▶ _REQUIREMENT A_: From the piece on Asperger's and bipolar disorder, render this sentence in Spanish: "These might not sound like they have much in common, but there is much more to it than a simple definition."
▶ _REQUIREMENT B_: Carry on the piece on Asperger's and bipolar disorder, picking up after its final sentence.

According to Merriam-Webster’s site, here are definitions for both Asperger’s and bipolar

Asperger’s Syndrome- a developmental disorder resembling autism that is characterized by impaired social interaction, by restricted and repetitive behaviors and activities, and by normal language and cognitive development —called also Asperger’s disorder

Bipolar Disorder-  any of several psychological disorders of mood characterized usually by alternating episodes of depression and mania —called also manic depression, manic-depressive illness

These might not sound like they have much in common, but there is much more to it than a simple definition.

My psychiatrist told me the appointment after I got diagnosed with Asperger’s that bipolar disorder and Asperger’s is one of the most difficult combination of disorders to treat. He didn’t explain much after that, but after some research I found out why. Asperger’s and bipolar have many overlapping features. People with Asperger’s can have suicidal ideation, anxiety, and poor social functioning amongst other symptoms. This can lead to diagnoses of schizophrenia, anxiety, or bipolar. I live with Asperger’s, but bipolar is in the mix as well. My doctor often says my problems are caused by my bipolar. He has never said that I am having problems with my Asperger’s. I believe he is untrained in the autism field, but he is often right about what mood state I am in. I’m not sure myself if it is my bipolar disorder or Asperger’s causing the problem.

 

Bipolar can start out in childhood along with Asperger’s, and it often comes out with other disorders, sometimes misdiagnosed. I have been diagnosed with anxiety, depression, OCD, borderline personality disorder, childhood schizophrenia, and schizoaffective disorder. These were all taken away at some point and were replaced with Bipolar 1 (mania and depression, as opposed to hypomania and depression which is bipolar 2) and Asperger’s. Schizoaffective disorder, which is basically schizophrenia and bipolar together, was the reason I was asked to get tested for Asperger’s due to the same features, such as poor social skills and other symptoms they share.  After I got diagnosed with Asperger’s, I was told to watch out for Schizophrenia as I age, but bipolar has stayed. The many diagnoses came from the two being so hard to diagnose, especially together.

Another symptom that is often misinterpreted between bipolar and Asperger’s is thoughts of grandiosity and unusual thoughts. In bipolar, grandiosity is the thought that one is superior and can do anything, such as write the Great American Novel in two weeks. People with Asperger’s might believe they can be liked by everyone or make everyone stop being mean to them. These are not grandiose, but can be seen as extreme thoughts.

▶ _DATA EXTRACTS_:
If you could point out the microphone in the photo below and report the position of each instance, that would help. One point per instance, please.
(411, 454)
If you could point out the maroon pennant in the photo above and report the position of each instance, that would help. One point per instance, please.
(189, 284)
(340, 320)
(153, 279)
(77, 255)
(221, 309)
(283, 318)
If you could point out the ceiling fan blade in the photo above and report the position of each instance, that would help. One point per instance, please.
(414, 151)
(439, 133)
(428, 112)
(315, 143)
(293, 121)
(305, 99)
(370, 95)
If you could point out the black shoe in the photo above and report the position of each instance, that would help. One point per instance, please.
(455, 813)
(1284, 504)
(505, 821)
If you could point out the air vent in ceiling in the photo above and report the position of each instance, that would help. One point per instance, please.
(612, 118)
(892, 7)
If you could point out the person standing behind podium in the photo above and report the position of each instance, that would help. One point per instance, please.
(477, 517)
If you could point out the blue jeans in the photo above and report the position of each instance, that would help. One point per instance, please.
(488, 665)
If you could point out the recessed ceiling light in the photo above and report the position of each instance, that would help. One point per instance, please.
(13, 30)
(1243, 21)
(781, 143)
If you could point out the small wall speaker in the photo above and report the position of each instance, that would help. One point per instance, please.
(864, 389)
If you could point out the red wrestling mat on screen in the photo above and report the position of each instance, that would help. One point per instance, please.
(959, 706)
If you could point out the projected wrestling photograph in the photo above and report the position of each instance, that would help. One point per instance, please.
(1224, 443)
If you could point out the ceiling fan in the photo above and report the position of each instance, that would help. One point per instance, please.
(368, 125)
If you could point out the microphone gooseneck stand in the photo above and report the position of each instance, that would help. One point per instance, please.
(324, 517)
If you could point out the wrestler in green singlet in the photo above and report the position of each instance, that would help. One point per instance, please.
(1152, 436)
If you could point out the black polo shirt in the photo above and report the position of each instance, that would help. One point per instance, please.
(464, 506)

▶ _EXERCISE ANSWER A_: Puede que no parezca que tengan mucho en común, pero el asunto va mucho más allá de una simple definición.

▶ _EXERCISE ANSWER B_:
Sensory issues can also come with the two. Asperger’s is known for this symptom, but during a manic episode, the senses can be heightened. Light and loud sounds can be difficult. Even a light touch can set someone, either bipolar, Asperger’s, or both off. I experience this mainly because of Asperger’s, but it is very clear that it is worse during mania and meltdowns occur much more often.

This was not found in my research, but I believe that both mania and depression have things in common with Asperger’s.  For mania, a person might obsess over their ideas more. Our minds race more both in mania and Asperger’s. Asperger’s tends to contain obsessions that take up life. A person in mania will also obsess, but it can go to a dangerous level and lead to dangerous activities. Both hyperfocus on one or a couple of things. In comparison, depression and Asperger’s have lack of social skills and lack of concentration, I have an extremely hard time concentrating all the time, but when depression hits, I know I will in no way be able to concentrate.

As I did research, I realized why it is hard for doctors to diagnose and treat both Asperger’s and bipolar. I have a hard time figuring out the differences myself, and I’m living the symptoms. Hopefully doctors start having an easier time so patients can get the proper treatment. I’m still hoping for the proper treatment. Bipolar and Asperger’s are tough to treat, but they are also hard to beat. Dealing with it is tough, but with proper medical care, hopefully relief will be found soon.